• **What to work on**
Write out the whole of the material exactly.

• **Given data**
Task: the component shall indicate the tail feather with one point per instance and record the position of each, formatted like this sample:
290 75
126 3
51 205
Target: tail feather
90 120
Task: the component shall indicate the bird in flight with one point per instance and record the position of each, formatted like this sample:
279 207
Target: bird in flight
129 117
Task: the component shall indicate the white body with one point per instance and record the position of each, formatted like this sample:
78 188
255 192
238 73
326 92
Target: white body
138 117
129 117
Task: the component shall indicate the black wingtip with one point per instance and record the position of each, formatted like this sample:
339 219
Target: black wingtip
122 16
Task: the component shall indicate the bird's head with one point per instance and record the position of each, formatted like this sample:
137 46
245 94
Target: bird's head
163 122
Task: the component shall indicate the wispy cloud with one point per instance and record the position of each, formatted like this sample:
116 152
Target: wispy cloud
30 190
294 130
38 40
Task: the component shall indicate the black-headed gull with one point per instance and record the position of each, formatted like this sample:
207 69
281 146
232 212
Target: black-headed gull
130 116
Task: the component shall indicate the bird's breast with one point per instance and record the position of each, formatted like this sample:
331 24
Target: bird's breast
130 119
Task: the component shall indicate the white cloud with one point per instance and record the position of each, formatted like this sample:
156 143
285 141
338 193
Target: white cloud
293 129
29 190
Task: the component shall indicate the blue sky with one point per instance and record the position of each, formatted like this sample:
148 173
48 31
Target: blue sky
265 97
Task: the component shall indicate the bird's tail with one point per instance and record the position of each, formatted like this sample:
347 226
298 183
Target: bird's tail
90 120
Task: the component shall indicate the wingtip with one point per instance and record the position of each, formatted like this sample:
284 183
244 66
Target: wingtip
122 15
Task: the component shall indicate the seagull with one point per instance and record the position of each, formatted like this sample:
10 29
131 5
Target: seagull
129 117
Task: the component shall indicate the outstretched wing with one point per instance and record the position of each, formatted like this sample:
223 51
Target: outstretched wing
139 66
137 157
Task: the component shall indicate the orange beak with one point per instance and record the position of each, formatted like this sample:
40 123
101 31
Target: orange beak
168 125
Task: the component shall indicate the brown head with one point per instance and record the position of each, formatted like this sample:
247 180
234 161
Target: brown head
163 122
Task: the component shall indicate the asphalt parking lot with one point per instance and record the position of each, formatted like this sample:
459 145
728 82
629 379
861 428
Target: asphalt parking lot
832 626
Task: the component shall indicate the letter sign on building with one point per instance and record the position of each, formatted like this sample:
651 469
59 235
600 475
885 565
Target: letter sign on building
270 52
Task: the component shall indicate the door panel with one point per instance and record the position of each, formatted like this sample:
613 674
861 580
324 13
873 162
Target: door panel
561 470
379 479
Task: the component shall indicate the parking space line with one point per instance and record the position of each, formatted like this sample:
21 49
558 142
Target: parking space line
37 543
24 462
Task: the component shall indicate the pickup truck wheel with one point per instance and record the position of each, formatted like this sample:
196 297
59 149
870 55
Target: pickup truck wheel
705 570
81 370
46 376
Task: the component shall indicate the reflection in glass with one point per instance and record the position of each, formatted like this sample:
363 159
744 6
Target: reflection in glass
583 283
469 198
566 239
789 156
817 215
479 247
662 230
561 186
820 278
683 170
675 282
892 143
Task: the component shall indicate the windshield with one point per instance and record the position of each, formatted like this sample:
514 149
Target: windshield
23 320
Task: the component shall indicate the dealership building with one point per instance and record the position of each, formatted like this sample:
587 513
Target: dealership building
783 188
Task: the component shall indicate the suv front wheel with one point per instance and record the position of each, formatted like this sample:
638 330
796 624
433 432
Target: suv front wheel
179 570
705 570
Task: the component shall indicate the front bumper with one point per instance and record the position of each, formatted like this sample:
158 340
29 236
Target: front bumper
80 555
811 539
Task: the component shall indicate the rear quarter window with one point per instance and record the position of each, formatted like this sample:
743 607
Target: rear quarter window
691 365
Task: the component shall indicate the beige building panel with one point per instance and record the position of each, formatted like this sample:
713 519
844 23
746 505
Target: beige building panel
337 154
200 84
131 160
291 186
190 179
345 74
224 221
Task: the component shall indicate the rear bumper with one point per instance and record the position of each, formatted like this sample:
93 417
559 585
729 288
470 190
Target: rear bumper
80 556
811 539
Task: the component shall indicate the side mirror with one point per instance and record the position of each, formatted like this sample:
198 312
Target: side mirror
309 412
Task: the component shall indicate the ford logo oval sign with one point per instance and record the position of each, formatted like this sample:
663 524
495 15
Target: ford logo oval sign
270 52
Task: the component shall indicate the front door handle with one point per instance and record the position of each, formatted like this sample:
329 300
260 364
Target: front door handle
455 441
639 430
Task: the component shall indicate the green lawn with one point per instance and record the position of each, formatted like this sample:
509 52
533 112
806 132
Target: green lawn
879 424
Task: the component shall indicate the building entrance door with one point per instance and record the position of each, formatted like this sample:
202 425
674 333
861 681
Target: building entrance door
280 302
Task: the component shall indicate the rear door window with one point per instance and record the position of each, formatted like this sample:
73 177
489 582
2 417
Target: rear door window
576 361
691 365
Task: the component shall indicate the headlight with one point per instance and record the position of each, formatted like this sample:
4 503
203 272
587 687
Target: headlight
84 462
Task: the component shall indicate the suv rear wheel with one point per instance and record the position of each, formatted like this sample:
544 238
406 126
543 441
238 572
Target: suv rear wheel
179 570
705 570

• **Task response**
Task: the component shall indicate the tail feather with one point per instance and record the position of each, formatted like this sample:
290 75
126 3
51 205
Target: tail feather
90 120
Task: the component shall indicate the bird in flight with one point per instance and record the position of each, formatted like this sample:
279 207
Target: bird in flight
129 117
Task: the component shall indicate the white body with one point per instance and record the position of each, formatted like this sample:
78 188
255 192
238 73
326 92
Target: white body
138 117
129 117
Task: the component shall indicate the black wingtip with one point per instance and record the position of each, formatted like this sample:
339 219
Target: black wingtip
122 16
Task: the component shall indicate the bird's head with one point per instance and record the position of each, formatted like this sample:
137 46
245 94
Target: bird's head
163 122
Task: the component shall indicate the wispy cloud with one point per instance and record the position of each, formatted like this sample:
116 152
Target: wispy cloud
30 190
294 130
38 40
Task: the component shall indicate the black-headed gull with one point per instance and record the position of each, formatted like this sample:
207 69
281 146
232 212
Target: black-headed gull
130 116
Task: the component shall indicate the bird's breast with one point per instance and record the position of each, formatted like this sample:
331 24
Target: bird's breast
130 119
Task: the component shall indicate the white cloud with one point per instance and record the position of each, formatted like this sample:
156 143
285 141
338 193
Target: white cloud
293 129
29 190
Task: the component shall indicate the blue sky with one point per instance and record the position of each, formatted like this sample:
148 173
48 31
Target: blue sky
265 97
Task: the component shall indicate the bird's tail with one point per instance and record the position of each, formatted like this sample:
347 226
298 183
Target: bird's tail
90 120
Task: the component shall indicate the wingtip with one point per instance and record the position of each, formatted like this sample:
284 183
244 66
Target: wingtip
122 15
Task: the component shall indicate the seagull with one point per instance and record the position of each, formatted like this sample:
10 29
131 5
Target: seagull
129 117
Task: the component shall indicate the outstretched wing with one point per instance and record the position of each, formatted like this sample:
223 51
Target: outstretched wing
139 66
137 157
Task: the component shall indicate the orange beak with one point per instance and record the position of each, formatted like this sample:
40 123
101 31
Target: orange beak
168 125
Task: the component shall indicate the brown head with one point per instance and record the position of each, formatted like this sample:
247 180
234 161
Target: brown head
163 122
Task: the component shall indicate the asphalt parking lot with one point per instance and record the position of each, formatted like this sample:
459 145
728 82
629 379
861 428
Target: asphalt parking lot
832 626
Task: the component shall indicate the letter sign on building with one point per instance and record the position of each, formatted like this sample:
651 469
59 235
600 475
885 565
Target: letter sign on building
270 52
Task: the component shall indicate the door panel with one point per instance and record the position of each, formatted like this sample:
613 674
861 580
324 13
873 162
Target: door panel
561 470
379 479
Task: the component shall indicate the parking space line with one point per instance and record the position of each, formatted like this sample:
21 49
558 142
Target: parking space line
37 543
24 462
Task: the component shall indicate the pickup truck wheel with one point per instance and record the position of each, formatted like this sample:
196 297
59 149
870 55
Target: pickup truck wheel
705 570
81 370
46 376
Task: the component shall indicate the reflection in glass with one point per instance and record the position of each, formatted like this sample:
363 159
744 6
Target: reflection in glass
583 283
469 198
566 239
789 156
817 215
479 247
662 230
561 186
820 278
683 170
675 282
892 143
Task: the component shall indicate the windshield with one point per instance and record the position of each, formatted like this sample:
514 149
Target: windshield
23 320
Task: the component shall indicate the dealership building with one point per instance and record the position of each, formatted like this sample:
587 513
Target: dealership building
783 188
Task: the component shall indicate the suv front wheel with one point per instance and record the position of each, formatted like this sample:
638 330
796 624
433 432
Target: suv front wheel
179 570
705 570
Task: the component shall indicate the front bumper with one point per instance and record the position of each, formatted like this sample:
158 340
29 236
Target: front bumper
80 555
811 539
Task: the component shall indicate the rear quarter window with one point per instance and record the position of each, formatted like this sample:
743 607
Target: rear quarter window
691 365
Task: the component shall indicate the beige building panel with one point per instance and record the position of each, formatted like this sample:
713 519
844 23
746 505
Target: beige building panel
337 154
200 84
131 160
291 186
190 179
345 74
224 221
Task: the component shall indicate the rear bumper with one point per instance and record the position of each, formatted like this sample:
93 417
559 585
729 288
470 190
Target: rear bumper
80 556
811 539
Task: the component shall indicate the side mirror with one point per instance and record the position of each, formatted like this sample:
198 312
Target: side mirror
309 412
Task: the component shall indicate the ford logo oval sign with one point per instance and record the position of each, formatted like this sample:
663 524
495 15
Target: ford logo oval sign
270 52
Task: the component shall indicate the front door handle with one point per instance and record the position of each, formatted like this sample:
329 300
260 364
Target: front door handle
455 441
639 430
Task: the component shall indicate the green lawn with one point per instance and record the position of each, formatted like this sample:
509 52
533 112
806 132
Target: green lawn
879 424
Task: the component shall indicate the building entrance door with one point per instance and record the position of each, formatted like this sample:
202 425
674 333
861 681
Target: building entrance door
280 302
Task: the component shall indicate the rear door window with one point per instance and record the position of each, formatted like this sample:
73 177
489 582
2 417
Target: rear door window
576 361
691 365
Task: the component shall indicate the headlight with one point per instance and record the position of each, formatted like this sample:
4 503
203 272
587 687
Target: headlight
84 462
Task: the component shall indicate the suv rear wheel with one point per instance and record the position of each, formatted like this sample:
544 238
406 126
543 441
238 572
Target: suv rear wheel
179 570
705 570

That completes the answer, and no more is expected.